EXERCISE GOAL ->
The answer must be an exact reproduction of the lines from the start of the records below through the line containing "Target: boat railing", and nothing more.

Records excerpted from a collection ->
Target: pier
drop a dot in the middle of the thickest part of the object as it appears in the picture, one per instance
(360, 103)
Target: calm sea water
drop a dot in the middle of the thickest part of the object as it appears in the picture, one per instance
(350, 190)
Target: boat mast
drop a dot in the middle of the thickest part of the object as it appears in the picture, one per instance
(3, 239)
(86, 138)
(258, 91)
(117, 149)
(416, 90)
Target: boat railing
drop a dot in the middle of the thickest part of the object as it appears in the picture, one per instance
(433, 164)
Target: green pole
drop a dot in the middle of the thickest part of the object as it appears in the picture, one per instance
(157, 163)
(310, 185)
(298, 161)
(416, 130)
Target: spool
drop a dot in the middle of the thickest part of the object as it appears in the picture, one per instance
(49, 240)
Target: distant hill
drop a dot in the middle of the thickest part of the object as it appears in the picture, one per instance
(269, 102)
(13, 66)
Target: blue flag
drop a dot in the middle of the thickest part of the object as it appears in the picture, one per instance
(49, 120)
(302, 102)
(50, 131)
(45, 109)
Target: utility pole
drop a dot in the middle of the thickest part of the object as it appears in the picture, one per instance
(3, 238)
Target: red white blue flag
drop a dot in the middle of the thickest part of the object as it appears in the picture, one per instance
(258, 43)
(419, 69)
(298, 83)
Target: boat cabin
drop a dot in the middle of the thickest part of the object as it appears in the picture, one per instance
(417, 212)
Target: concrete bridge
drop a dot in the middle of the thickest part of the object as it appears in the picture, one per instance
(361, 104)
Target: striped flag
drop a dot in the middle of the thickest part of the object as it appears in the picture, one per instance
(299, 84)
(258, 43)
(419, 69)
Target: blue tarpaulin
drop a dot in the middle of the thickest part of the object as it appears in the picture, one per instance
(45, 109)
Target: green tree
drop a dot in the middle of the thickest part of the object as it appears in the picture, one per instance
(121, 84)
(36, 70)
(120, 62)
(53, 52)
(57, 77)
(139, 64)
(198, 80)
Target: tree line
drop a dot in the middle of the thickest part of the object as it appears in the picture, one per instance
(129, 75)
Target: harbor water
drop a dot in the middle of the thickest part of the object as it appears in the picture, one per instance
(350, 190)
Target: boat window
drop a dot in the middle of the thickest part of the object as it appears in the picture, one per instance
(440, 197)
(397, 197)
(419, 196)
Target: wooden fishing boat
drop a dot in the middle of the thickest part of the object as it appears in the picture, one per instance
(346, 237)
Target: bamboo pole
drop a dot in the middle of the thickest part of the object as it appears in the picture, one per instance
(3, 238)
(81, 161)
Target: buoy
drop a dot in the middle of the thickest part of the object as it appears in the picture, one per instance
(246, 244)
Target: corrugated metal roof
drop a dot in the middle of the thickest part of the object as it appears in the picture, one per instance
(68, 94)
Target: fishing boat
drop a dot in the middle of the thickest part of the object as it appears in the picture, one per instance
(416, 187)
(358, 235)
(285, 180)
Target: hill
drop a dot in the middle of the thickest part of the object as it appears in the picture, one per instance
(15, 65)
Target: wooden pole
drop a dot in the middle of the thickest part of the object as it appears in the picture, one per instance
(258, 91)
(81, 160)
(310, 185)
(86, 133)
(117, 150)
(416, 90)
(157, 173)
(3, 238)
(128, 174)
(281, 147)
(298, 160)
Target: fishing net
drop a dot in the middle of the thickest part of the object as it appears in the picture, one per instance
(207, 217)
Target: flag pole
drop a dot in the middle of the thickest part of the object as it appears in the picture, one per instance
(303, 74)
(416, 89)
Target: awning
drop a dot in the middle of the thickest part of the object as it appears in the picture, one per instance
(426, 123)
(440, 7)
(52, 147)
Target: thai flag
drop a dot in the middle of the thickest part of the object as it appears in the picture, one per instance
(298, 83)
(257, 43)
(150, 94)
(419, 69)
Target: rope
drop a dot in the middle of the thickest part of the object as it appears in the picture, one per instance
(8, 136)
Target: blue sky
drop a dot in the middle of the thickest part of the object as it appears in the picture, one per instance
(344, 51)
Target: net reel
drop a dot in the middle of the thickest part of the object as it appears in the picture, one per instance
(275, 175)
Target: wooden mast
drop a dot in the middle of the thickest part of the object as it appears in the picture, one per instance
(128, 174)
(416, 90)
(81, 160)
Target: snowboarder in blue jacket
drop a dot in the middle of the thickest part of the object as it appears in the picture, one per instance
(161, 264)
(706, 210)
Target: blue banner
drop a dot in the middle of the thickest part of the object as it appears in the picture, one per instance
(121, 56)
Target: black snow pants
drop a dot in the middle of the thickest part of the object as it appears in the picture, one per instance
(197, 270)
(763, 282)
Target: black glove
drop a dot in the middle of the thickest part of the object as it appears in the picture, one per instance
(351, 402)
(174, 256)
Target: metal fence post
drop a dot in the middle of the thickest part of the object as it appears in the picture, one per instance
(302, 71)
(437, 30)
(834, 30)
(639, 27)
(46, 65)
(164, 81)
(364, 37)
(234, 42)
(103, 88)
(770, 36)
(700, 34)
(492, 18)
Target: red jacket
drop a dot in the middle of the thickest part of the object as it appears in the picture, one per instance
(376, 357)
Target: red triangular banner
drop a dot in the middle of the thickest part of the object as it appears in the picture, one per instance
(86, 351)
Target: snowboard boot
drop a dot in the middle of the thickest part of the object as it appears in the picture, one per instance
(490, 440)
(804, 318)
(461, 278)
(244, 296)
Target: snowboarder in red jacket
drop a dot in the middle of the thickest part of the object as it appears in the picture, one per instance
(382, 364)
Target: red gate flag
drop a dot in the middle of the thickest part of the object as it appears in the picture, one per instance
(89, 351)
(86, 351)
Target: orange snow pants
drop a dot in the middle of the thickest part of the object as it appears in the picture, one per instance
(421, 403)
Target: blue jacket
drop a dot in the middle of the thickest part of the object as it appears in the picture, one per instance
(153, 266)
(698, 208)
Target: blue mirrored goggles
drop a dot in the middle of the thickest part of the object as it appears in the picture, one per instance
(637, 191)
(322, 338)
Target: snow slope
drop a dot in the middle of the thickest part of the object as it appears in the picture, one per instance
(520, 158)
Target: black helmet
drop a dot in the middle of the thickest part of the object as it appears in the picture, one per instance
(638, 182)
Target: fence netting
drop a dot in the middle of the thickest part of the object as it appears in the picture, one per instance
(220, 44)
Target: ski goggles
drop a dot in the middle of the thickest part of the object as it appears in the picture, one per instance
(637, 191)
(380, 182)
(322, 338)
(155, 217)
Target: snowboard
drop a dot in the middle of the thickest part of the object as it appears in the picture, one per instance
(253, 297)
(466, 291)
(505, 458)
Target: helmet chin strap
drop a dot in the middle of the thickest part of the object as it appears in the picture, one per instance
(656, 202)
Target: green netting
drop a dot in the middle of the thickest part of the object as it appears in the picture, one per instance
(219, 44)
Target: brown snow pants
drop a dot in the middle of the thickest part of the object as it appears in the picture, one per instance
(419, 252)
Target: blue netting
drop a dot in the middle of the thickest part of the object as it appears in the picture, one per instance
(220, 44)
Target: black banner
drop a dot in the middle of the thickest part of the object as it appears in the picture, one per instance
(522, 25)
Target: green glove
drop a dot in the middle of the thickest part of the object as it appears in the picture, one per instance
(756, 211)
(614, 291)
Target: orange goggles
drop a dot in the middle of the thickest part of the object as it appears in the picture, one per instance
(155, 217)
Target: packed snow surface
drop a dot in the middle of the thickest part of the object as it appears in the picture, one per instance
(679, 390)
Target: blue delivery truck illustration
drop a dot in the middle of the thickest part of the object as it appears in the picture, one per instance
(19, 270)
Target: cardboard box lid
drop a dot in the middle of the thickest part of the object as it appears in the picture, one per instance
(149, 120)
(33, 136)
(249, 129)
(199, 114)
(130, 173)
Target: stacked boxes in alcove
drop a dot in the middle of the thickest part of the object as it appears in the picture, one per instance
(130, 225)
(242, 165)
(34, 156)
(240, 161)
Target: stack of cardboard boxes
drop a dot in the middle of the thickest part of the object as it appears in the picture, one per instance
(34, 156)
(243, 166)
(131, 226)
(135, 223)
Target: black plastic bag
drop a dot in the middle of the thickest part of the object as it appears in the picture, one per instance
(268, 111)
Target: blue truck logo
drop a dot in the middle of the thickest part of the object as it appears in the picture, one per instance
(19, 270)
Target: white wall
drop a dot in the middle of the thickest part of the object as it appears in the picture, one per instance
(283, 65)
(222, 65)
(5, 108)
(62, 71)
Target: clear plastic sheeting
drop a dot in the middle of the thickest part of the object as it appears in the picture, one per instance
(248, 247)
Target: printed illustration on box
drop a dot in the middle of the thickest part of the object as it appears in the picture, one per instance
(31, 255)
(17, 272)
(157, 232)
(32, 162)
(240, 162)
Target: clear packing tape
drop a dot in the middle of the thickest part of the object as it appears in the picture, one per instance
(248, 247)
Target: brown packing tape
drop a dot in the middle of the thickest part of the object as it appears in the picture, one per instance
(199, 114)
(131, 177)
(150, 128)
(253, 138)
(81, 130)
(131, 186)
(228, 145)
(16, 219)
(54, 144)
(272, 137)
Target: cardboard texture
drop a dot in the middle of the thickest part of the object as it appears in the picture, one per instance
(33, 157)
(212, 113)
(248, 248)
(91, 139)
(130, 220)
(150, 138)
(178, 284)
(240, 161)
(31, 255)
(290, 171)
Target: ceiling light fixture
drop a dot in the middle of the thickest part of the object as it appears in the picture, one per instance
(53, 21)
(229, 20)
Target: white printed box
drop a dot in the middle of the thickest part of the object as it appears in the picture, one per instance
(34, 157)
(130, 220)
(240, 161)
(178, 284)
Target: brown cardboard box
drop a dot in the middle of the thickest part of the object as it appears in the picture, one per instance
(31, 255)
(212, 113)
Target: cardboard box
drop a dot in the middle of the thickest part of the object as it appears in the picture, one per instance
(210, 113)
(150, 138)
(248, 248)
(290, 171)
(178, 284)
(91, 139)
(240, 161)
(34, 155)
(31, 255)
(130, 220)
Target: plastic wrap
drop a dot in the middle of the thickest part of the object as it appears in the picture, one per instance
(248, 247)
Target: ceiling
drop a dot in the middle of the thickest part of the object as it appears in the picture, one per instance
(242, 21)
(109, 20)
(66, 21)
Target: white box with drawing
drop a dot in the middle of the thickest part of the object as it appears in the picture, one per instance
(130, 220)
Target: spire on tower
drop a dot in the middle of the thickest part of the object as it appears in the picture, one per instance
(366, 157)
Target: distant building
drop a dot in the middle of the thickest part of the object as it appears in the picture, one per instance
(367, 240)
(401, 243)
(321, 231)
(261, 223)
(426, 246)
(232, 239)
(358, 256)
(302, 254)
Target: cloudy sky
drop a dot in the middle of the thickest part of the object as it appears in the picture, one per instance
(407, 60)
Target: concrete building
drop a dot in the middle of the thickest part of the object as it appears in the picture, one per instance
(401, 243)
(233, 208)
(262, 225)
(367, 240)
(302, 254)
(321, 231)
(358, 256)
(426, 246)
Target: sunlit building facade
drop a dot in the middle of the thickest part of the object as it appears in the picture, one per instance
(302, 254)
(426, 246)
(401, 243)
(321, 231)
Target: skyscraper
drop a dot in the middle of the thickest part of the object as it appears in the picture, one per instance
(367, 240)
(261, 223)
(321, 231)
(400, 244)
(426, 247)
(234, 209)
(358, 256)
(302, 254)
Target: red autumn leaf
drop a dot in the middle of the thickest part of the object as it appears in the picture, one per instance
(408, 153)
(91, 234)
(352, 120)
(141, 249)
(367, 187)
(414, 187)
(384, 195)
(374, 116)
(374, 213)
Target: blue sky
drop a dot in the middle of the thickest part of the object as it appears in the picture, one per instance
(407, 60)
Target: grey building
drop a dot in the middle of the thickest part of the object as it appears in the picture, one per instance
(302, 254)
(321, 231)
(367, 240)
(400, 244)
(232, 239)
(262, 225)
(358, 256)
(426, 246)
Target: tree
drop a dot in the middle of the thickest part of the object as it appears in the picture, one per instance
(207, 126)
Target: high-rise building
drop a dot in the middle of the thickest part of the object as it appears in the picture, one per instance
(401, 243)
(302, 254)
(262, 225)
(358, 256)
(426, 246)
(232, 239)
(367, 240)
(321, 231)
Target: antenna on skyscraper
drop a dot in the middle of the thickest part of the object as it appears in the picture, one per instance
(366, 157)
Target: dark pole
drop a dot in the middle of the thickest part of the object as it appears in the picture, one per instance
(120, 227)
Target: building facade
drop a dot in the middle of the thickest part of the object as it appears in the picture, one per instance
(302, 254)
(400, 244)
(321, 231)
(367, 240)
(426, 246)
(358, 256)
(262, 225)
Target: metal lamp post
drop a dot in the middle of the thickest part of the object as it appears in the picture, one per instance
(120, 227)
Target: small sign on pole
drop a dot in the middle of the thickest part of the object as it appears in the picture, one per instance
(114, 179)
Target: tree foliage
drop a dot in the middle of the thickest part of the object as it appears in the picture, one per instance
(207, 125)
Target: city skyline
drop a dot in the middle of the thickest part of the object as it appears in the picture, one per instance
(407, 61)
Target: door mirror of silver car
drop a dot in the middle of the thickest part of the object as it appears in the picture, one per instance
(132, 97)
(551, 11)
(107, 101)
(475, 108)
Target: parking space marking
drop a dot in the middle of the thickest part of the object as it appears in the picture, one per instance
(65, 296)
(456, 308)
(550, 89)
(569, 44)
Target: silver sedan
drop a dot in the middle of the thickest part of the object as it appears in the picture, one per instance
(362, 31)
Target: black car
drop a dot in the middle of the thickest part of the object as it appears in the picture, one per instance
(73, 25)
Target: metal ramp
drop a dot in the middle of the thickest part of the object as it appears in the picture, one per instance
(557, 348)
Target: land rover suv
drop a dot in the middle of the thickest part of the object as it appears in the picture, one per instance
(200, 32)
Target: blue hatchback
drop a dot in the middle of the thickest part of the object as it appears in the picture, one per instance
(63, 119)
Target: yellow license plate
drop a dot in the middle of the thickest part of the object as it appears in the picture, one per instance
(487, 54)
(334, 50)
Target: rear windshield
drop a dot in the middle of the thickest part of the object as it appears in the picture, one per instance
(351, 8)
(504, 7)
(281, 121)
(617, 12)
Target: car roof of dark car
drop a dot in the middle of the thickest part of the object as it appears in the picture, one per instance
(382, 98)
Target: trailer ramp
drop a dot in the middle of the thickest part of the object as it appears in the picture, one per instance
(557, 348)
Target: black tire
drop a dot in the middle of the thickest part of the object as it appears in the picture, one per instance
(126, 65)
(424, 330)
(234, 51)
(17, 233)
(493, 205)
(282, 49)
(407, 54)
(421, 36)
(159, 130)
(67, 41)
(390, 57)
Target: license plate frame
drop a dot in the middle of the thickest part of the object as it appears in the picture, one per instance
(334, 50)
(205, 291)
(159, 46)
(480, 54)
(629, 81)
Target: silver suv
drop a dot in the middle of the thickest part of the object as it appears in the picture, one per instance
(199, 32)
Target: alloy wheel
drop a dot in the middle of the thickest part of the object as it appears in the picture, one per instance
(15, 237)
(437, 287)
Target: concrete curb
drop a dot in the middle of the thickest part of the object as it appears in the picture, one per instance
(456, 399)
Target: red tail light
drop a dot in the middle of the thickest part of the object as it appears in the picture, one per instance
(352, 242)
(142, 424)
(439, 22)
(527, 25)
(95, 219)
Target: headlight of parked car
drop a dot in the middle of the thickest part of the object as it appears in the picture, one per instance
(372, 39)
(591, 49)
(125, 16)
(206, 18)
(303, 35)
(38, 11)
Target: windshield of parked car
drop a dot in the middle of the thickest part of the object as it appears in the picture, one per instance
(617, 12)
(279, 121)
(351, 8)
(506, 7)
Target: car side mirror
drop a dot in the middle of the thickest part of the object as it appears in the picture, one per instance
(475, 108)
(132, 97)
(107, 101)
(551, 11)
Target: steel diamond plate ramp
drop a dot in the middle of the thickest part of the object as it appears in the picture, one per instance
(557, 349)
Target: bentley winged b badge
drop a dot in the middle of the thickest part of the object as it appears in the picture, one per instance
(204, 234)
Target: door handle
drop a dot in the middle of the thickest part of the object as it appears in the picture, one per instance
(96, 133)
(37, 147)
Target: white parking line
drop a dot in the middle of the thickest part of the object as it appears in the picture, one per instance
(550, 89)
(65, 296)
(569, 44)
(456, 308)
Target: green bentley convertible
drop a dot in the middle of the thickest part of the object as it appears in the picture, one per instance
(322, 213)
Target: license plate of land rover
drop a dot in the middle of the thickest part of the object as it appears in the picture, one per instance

RESPONSE TO THIS EXERCISE ->
Target: pier
drop a dot in the middle of the thickest part of the object as it appears in the picture, one per instance
(360, 103)
Target: calm sea water
drop a dot in the middle of the thickest part of the object as it appears in the picture, one per instance
(350, 190)
Target: boat mast
drop a dot in the middle of the thickest part of the object as it appears in the picture, one per instance
(3, 239)
(86, 138)
(258, 91)
(117, 149)
(416, 90)
Target: boat railing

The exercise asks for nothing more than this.